## Task:
Give back only the lines from the one with "For each instance of the horse's reins, drop" through the last line of the data, exactly as they appear.

## Raw records:
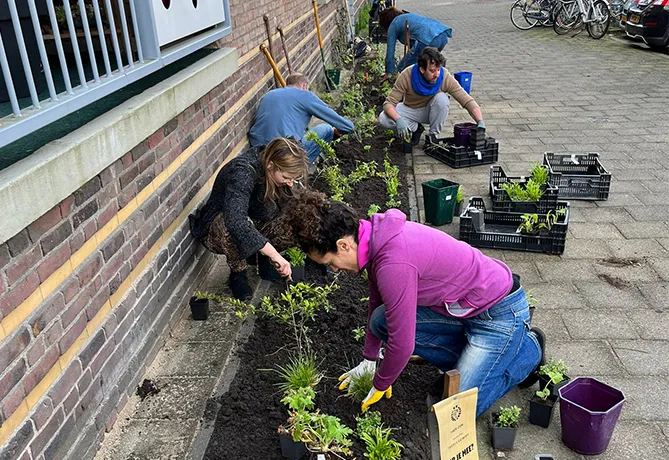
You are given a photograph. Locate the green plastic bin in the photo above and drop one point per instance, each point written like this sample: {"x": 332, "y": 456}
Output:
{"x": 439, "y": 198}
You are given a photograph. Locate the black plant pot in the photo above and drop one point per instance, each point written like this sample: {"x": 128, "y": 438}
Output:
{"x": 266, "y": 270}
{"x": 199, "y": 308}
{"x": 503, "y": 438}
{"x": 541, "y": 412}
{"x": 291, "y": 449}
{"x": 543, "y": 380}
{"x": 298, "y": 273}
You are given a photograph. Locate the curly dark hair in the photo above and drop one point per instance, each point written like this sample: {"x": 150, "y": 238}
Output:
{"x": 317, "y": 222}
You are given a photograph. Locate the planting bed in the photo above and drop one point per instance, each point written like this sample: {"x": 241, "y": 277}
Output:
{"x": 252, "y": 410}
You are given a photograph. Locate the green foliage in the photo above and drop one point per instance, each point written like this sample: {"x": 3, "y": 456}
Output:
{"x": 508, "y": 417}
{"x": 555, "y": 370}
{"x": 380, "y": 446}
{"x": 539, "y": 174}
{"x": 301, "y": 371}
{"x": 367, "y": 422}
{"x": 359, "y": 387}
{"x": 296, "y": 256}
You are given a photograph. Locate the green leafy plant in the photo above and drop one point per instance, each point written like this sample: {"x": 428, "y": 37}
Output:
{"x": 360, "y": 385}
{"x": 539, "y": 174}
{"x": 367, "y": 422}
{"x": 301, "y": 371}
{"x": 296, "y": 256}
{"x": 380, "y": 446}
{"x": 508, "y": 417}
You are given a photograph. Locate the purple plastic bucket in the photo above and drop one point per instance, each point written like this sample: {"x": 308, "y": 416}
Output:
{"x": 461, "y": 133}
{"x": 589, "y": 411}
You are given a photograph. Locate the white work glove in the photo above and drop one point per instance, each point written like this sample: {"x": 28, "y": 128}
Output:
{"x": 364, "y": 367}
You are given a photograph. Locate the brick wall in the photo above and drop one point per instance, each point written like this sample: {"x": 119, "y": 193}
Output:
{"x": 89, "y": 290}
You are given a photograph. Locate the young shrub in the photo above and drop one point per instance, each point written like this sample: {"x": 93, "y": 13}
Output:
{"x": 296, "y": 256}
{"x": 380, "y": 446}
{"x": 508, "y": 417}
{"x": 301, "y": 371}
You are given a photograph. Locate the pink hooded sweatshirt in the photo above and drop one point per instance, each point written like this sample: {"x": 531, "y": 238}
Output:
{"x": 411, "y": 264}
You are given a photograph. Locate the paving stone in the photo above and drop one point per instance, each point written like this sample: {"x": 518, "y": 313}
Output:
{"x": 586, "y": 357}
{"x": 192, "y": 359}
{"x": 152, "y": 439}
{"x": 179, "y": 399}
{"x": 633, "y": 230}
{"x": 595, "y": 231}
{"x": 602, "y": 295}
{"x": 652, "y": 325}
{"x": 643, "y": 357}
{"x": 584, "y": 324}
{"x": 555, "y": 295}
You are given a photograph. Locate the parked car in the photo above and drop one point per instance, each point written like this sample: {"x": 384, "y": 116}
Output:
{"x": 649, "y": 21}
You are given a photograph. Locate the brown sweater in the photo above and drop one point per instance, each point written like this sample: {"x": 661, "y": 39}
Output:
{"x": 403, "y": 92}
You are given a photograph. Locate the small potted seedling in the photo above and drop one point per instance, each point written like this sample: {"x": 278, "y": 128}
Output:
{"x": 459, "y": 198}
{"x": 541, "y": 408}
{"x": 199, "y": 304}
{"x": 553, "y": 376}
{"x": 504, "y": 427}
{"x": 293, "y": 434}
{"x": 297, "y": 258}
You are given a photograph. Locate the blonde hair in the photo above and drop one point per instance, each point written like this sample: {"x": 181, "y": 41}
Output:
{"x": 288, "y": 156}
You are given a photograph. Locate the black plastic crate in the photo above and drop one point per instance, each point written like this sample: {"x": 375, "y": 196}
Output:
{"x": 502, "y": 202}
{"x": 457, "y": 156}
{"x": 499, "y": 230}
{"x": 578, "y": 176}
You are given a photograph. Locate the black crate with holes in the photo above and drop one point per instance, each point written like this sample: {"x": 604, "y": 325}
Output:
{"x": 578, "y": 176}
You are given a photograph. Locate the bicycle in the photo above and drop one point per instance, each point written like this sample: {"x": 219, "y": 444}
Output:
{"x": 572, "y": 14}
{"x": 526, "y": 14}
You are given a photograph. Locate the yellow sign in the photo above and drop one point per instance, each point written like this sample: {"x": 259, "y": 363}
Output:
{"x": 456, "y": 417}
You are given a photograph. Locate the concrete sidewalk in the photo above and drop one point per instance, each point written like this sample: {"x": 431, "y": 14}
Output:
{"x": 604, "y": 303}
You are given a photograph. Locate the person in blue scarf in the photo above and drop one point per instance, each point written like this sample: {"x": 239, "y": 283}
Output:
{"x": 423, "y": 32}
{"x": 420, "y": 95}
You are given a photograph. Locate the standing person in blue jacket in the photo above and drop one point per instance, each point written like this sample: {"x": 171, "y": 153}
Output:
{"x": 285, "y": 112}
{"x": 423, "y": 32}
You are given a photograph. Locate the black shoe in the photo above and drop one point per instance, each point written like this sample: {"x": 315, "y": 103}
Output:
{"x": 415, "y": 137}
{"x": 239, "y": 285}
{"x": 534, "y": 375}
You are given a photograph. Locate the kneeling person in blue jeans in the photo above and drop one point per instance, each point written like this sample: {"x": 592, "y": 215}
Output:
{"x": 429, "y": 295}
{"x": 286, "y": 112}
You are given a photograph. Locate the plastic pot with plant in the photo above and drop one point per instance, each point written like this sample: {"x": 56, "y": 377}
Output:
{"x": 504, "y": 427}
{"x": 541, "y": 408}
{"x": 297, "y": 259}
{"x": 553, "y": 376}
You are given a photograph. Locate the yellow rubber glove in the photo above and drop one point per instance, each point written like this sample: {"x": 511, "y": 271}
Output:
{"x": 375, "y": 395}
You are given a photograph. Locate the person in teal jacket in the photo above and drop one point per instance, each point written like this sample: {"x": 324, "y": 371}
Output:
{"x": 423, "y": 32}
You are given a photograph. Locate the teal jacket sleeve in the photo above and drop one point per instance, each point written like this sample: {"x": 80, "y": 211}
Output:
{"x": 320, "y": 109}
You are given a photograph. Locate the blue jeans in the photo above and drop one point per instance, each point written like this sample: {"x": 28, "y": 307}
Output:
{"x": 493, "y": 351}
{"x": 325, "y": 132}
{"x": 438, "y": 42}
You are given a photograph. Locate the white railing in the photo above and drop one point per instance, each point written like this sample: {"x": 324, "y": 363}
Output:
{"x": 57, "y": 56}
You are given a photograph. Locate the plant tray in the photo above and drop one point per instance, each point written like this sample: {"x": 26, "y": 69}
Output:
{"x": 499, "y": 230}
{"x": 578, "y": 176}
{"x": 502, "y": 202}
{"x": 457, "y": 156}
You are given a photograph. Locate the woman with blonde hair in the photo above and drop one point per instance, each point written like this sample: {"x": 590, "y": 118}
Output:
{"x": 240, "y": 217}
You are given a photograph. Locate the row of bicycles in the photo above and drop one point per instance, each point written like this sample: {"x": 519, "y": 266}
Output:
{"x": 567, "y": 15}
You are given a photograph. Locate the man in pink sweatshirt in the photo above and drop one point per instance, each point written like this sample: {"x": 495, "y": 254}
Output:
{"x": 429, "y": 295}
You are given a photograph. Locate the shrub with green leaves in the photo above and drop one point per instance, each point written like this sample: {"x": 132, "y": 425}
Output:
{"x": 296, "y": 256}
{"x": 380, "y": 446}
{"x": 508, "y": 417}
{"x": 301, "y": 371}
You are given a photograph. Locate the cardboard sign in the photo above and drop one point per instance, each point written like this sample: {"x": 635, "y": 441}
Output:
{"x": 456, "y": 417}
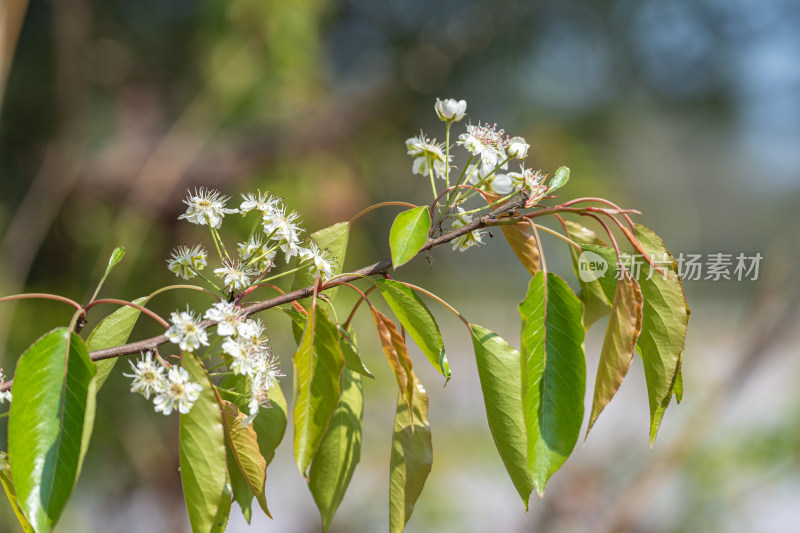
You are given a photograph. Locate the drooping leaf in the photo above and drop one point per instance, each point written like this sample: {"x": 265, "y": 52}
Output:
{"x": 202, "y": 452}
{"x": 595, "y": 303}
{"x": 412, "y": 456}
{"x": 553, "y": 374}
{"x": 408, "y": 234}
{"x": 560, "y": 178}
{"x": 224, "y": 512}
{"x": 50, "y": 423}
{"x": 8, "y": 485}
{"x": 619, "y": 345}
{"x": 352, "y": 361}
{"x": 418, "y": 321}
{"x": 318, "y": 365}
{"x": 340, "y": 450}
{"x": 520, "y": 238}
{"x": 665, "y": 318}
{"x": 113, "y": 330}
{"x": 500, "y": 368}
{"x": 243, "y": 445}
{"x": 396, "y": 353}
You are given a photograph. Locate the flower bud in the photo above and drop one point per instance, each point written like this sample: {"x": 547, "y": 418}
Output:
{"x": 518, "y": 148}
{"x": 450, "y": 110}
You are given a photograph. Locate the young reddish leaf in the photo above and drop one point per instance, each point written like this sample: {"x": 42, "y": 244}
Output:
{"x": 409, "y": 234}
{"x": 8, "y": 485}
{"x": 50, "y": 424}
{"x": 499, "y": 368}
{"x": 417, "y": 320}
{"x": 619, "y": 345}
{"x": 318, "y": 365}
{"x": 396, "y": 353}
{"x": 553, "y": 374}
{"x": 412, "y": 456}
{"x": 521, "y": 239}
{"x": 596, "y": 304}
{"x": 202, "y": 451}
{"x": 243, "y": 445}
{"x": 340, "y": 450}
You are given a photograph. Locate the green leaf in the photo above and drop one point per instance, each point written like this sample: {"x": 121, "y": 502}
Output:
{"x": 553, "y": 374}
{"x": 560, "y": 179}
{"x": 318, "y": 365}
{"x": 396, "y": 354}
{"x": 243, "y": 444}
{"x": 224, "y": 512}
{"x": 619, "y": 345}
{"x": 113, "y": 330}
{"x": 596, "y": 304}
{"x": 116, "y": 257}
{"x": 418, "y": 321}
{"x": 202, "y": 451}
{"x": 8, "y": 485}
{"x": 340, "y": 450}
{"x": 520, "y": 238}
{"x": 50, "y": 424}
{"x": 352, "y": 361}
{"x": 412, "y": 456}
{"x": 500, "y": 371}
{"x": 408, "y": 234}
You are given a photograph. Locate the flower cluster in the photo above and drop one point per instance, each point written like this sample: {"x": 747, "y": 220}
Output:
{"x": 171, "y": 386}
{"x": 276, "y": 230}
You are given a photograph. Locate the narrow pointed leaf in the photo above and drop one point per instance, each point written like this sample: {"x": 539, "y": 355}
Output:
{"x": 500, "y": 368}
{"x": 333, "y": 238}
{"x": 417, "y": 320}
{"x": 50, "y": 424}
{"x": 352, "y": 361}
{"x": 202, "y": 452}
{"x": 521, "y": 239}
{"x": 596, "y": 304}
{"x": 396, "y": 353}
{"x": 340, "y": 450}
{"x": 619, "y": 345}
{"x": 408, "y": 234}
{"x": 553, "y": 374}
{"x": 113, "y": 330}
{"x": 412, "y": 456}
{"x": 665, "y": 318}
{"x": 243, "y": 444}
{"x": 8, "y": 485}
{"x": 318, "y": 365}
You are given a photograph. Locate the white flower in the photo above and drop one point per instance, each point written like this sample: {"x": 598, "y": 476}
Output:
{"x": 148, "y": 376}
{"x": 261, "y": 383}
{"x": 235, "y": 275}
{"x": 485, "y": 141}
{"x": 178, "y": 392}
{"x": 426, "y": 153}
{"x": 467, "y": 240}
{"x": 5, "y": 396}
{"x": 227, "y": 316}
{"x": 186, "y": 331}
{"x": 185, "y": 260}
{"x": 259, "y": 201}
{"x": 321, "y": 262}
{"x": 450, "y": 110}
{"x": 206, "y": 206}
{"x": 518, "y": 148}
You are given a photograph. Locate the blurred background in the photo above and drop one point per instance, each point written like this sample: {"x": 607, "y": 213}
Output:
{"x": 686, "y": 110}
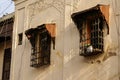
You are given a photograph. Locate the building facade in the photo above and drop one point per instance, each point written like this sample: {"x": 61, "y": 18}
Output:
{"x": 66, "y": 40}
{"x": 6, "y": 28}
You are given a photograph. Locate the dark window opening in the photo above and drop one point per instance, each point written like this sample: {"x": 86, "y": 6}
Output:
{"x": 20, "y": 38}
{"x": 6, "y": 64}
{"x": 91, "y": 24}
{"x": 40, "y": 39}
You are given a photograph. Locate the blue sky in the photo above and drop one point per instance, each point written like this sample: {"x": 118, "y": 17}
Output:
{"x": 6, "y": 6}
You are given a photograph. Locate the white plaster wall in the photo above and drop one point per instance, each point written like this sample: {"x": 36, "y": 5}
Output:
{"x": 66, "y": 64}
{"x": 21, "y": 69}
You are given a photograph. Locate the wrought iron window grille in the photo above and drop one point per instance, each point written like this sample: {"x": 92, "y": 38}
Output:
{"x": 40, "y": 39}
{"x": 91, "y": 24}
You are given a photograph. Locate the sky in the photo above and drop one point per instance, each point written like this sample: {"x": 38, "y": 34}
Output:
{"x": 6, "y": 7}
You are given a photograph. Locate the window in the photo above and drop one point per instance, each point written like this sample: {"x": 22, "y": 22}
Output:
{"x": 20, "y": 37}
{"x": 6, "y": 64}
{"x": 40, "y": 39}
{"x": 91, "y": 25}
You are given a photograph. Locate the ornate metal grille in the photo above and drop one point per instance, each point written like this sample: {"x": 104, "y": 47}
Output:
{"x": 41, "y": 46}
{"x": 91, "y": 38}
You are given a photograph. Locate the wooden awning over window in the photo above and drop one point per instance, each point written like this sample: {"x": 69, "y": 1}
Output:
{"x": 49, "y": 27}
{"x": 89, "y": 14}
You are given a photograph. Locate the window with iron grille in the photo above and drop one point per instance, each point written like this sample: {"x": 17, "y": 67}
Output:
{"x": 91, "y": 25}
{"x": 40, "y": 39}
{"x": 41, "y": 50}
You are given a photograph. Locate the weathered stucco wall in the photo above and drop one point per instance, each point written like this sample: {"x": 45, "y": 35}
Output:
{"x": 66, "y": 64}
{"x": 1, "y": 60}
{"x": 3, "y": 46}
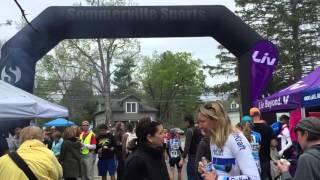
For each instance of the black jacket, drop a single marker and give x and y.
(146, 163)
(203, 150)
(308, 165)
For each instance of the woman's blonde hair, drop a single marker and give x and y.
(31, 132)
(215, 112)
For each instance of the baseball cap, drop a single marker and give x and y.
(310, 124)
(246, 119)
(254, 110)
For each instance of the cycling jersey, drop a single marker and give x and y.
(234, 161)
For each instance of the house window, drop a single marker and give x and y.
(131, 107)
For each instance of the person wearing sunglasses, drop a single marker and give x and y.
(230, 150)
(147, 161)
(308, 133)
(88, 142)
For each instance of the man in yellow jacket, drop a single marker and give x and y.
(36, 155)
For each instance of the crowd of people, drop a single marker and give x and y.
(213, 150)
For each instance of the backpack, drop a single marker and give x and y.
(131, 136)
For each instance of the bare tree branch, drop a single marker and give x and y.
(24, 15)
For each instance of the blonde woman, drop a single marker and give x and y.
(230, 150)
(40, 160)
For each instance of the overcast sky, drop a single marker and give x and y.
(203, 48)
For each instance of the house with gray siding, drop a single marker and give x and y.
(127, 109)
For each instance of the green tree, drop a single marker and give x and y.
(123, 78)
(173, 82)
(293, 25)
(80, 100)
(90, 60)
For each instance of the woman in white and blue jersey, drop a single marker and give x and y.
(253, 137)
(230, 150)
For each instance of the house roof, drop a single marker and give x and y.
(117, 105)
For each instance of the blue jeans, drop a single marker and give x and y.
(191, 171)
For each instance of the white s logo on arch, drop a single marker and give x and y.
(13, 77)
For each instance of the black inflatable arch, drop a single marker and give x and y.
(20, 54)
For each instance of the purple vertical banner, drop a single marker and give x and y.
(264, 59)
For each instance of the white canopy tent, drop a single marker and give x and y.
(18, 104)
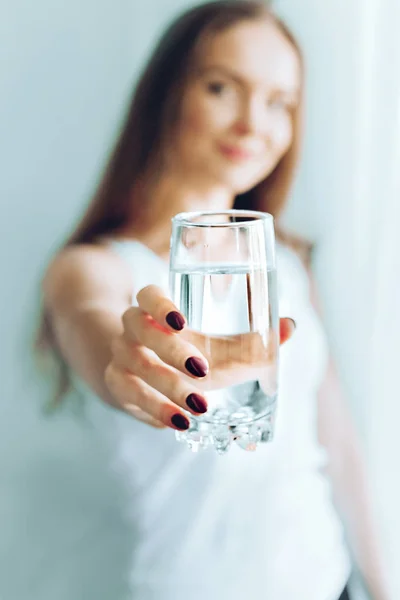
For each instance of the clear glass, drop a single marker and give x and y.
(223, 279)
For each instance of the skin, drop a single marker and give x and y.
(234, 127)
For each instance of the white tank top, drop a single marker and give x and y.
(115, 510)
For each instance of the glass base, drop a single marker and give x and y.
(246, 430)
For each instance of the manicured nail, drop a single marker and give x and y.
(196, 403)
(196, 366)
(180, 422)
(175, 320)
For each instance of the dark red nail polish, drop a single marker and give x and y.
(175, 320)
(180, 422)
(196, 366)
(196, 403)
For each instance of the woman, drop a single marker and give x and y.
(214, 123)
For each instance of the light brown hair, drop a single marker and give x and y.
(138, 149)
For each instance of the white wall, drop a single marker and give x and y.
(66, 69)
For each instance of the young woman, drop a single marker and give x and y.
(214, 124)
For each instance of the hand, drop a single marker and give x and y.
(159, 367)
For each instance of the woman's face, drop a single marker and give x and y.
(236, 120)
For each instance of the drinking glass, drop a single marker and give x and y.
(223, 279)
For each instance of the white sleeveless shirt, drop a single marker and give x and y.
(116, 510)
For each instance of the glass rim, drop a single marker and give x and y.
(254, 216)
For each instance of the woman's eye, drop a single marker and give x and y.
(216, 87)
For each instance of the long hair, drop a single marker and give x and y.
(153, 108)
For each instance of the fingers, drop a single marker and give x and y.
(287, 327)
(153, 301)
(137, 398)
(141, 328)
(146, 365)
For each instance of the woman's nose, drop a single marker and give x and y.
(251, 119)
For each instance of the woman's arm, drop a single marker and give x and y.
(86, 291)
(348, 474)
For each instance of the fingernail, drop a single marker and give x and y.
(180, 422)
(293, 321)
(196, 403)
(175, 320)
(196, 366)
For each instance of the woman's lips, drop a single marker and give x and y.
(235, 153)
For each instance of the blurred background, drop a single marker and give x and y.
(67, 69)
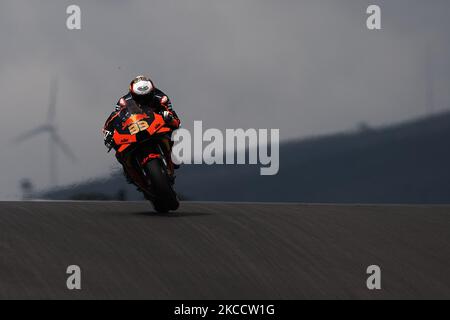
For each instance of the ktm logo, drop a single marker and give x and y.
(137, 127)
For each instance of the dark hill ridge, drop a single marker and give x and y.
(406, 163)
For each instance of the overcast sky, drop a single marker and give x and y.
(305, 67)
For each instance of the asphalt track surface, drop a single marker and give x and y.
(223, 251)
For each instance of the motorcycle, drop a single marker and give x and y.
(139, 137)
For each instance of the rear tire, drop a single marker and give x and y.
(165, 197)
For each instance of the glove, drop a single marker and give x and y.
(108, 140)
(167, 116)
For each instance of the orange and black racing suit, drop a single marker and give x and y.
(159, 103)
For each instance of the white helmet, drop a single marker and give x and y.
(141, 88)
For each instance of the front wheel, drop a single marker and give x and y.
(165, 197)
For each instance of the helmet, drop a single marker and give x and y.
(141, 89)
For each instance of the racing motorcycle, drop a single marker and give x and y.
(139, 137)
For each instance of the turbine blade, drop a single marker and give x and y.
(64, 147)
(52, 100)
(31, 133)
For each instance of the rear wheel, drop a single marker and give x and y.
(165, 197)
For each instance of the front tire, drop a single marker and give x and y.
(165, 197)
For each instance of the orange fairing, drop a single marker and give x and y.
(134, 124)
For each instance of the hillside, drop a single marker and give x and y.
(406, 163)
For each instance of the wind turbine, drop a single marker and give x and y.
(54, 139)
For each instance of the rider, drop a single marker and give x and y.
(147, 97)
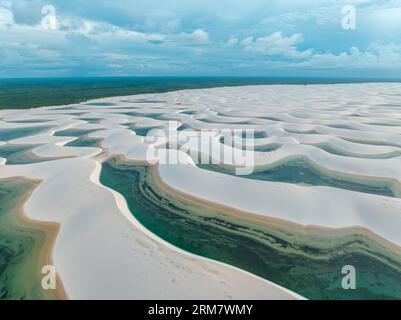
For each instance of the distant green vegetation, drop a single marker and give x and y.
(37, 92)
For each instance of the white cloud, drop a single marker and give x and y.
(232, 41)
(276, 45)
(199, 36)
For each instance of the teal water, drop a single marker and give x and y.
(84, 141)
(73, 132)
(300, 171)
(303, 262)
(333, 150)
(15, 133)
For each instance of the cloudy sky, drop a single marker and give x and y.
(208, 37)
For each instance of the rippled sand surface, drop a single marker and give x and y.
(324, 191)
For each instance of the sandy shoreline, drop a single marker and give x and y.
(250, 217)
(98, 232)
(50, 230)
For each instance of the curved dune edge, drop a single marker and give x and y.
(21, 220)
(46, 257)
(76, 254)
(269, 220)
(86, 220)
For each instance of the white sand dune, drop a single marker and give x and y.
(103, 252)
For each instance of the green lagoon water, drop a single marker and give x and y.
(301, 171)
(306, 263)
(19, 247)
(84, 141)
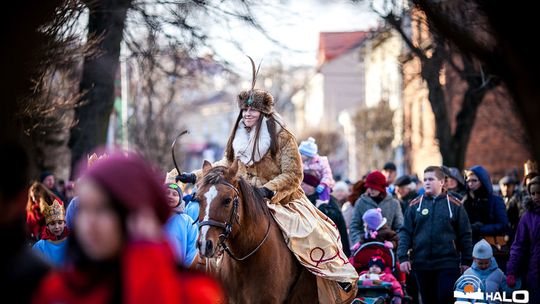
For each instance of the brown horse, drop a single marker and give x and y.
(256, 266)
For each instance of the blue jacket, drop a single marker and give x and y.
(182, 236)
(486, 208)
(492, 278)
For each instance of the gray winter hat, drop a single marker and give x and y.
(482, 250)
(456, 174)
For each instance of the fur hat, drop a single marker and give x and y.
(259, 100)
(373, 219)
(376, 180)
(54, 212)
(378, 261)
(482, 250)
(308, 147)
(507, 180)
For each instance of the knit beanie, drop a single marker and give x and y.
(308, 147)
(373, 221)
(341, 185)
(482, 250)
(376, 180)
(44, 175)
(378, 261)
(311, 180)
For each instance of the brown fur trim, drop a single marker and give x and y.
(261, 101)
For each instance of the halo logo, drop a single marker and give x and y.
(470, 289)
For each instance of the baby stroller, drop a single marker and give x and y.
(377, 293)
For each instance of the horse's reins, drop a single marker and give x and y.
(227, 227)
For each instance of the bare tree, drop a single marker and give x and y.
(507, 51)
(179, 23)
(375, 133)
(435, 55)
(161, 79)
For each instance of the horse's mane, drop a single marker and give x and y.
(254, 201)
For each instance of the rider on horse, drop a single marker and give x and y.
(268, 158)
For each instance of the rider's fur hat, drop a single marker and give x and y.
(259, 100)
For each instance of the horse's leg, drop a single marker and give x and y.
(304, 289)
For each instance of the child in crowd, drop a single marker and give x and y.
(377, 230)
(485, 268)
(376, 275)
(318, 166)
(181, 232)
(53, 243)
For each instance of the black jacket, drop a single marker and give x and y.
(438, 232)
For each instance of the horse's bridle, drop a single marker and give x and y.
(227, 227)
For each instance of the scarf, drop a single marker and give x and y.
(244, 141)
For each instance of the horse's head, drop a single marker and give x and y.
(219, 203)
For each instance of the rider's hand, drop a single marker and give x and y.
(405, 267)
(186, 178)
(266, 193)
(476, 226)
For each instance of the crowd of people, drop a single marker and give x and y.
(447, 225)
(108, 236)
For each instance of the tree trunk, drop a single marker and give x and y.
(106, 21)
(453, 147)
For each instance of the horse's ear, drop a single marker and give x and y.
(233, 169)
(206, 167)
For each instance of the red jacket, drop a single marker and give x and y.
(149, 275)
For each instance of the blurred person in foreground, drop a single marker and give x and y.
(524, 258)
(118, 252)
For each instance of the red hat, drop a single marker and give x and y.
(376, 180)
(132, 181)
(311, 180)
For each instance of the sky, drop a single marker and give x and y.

## Solved problem:
For each instance of the horse's reins, drop a single marker and give x and y.
(227, 227)
For each instance of the bare tree, drop a single marker and give x and y.
(507, 51)
(179, 23)
(375, 133)
(435, 55)
(161, 79)
For each instance of the horse's mane, drop a single marker and give x and y.
(254, 201)
For each instance of the rider on horse, drop a single marker and give x and y.
(268, 158)
For each instance of the rider's fur hat, drop a single marker and give x and y.
(259, 100)
For each instance of the horse's leg, drop a single marker and give x and y.
(304, 289)
For each instance of the child in crowd, drop a single marker and give x and y.
(377, 230)
(485, 268)
(376, 275)
(318, 166)
(181, 232)
(53, 243)
For each instance of the black jacket, drop a single marker and give x and y.
(438, 232)
For each instance of the horse's bridle, drop a single marker and give x and y.
(227, 227)
For each instance of the scarf, drop a single marker and give x and y.
(244, 141)
For each instance of the horse's head, drop a single marker and give x and y.
(219, 203)
For each instance of the rider's hand, drop a single marker and give x and y.
(405, 267)
(186, 178)
(266, 193)
(476, 226)
For each instance of the crowd of people, drop a single marker and give x and y.
(447, 225)
(108, 236)
For each instance of the tree trunk, drop a single marker and give x and y.
(106, 21)
(453, 147)
For each instance of the horse's ear, drop a single marker and give x and y.
(233, 169)
(206, 167)
For each instance of the red jacket, drop a single marker and give x and y.
(149, 275)
For each instance of the blurred person in foreground, drop a single marker and give x and y.
(524, 258)
(118, 252)
For each instance of the red hat, drop a single marker and give x and y.
(376, 180)
(132, 181)
(311, 180)
For each instance of the sky, drop a single marker and give x and y.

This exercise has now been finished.